- [Your task]:
The entries below are to be retyped exactly. Preserve every word.

[Referring expression pointing data]
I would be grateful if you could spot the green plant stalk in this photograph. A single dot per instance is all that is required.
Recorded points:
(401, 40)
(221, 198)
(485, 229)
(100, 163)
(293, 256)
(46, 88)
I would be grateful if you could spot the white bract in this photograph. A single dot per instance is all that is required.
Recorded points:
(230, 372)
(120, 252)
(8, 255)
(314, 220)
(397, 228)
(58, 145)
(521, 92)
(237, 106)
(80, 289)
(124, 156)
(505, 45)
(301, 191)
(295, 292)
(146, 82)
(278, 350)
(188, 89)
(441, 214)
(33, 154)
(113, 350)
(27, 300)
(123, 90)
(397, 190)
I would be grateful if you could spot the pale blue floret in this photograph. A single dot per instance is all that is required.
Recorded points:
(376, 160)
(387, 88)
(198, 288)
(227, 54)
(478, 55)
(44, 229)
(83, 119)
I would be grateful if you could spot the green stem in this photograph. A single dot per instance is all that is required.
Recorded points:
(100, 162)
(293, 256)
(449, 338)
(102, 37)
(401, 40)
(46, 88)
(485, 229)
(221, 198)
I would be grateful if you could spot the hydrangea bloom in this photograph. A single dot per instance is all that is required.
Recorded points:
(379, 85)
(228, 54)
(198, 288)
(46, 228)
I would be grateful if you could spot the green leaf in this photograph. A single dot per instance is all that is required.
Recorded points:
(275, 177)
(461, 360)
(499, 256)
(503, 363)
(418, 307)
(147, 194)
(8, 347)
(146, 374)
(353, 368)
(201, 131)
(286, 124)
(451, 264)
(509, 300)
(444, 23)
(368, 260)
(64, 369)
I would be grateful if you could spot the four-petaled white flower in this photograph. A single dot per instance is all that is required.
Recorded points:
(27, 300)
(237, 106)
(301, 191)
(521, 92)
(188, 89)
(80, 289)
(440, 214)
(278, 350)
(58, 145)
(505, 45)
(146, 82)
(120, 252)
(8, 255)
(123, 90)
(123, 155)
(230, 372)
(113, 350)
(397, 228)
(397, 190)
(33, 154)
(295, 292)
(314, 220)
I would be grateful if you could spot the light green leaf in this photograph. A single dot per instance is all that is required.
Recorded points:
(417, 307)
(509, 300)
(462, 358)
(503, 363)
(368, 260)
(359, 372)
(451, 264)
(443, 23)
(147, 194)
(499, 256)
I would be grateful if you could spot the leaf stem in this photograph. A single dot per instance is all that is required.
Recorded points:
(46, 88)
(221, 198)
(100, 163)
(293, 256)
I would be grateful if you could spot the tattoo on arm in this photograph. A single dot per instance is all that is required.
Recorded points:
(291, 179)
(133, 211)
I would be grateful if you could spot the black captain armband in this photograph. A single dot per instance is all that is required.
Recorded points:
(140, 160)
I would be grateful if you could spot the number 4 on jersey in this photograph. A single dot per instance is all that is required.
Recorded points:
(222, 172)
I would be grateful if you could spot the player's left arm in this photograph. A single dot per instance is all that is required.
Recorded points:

- [Answer section]:
I would be grateful if you could spot the green plant stalk in this photograph. A single dot per instance is all that is required.
Recorded points:
(401, 40)
(221, 198)
(485, 229)
(100, 163)
(293, 256)
(46, 88)
I would be grateful if you could spot the white bract in this photograph. A single dot per instance is all that is required.
Recorded points:
(230, 372)
(120, 252)
(8, 255)
(314, 220)
(397, 228)
(58, 145)
(521, 92)
(237, 106)
(80, 289)
(124, 156)
(505, 45)
(301, 191)
(295, 292)
(146, 82)
(278, 350)
(188, 89)
(441, 214)
(33, 154)
(113, 350)
(27, 300)
(123, 90)
(397, 190)
I would be grateful if you could spot the pale blue floret in this photograph. A single dot per instance is all that is required.
Recorded points:
(376, 160)
(387, 88)
(198, 288)
(227, 54)
(478, 55)
(44, 229)
(83, 119)
I would be grateful if you could spot the green stem in this photograph. A single dot per instance is all that is required.
Recorded points:
(100, 162)
(293, 256)
(449, 338)
(102, 37)
(401, 40)
(46, 88)
(485, 229)
(221, 198)
I would be grateful if you could spot the hydrangea bloom in this photograph. A single dot per instance is all that is required.
Recorded points:
(379, 85)
(228, 54)
(198, 288)
(46, 228)
I would be grateful if you could spot the green leaf in this photograph. A single dot per instance is all that is required.
Recorded points:
(275, 177)
(461, 360)
(499, 256)
(503, 363)
(418, 307)
(147, 194)
(8, 347)
(146, 374)
(353, 368)
(201, 131)
(286, 124)
(451, 264)
(509, 300)
(444, 23)
(368, 260)
(64, 369)
I would be grateful if you could spot the four-petaled white flower in this photograph. A single dot per instance is all that is required.
Recorded points:
(27, 300)
(237, 106)
(301, 191)
(521, 92)
(188, 89)
(80, 289)
(440, 214)
(278, 350)
(58, 145)
(505, 45)
(146, 82)
(120, 252)
(8, 255)
(123, 90)
(123, 155)
(230, 372)
(113, 350)
(397, 228)
(397, 190)
(33, 154)
(295, 292)
(314, 220)
I would be grateful if you could spot the light green leaf in this photograph. A single dot per instance is all that is required.
Recorded points:
(417, 307)
(509, 300)
(462, 358)
(503, 363)
(368, 260)
(359, 372)
(451, 264)
(443, 23)
(147, 194)
(499, 256)
I would be grateful if you could spot the leaf stem in this photograph. A single dot per instance is all that is required.
Recorded points:
(46, 88)
(221, 198)
(100, 163)
(293, 256)
I would be grateful if you could spot the tattoo on arm in this photograph. A single dot per instance is all that is required.
Recorded points:
(291, 179)
(133, 211)
I would be grateful if you could spot the black captain armband in this photograph. A single dot per instance is all that is required.
Recorded points:
(140, 160)
I would be grateful if you could spot the number 4 on jersey in this photograph. A single dot per instance is all that is required.
Recorded points:
(222, 172)
I would be grateful if you could spot the player's left arm in this photograph. A single dot per instance is all that is required.
Recorded points:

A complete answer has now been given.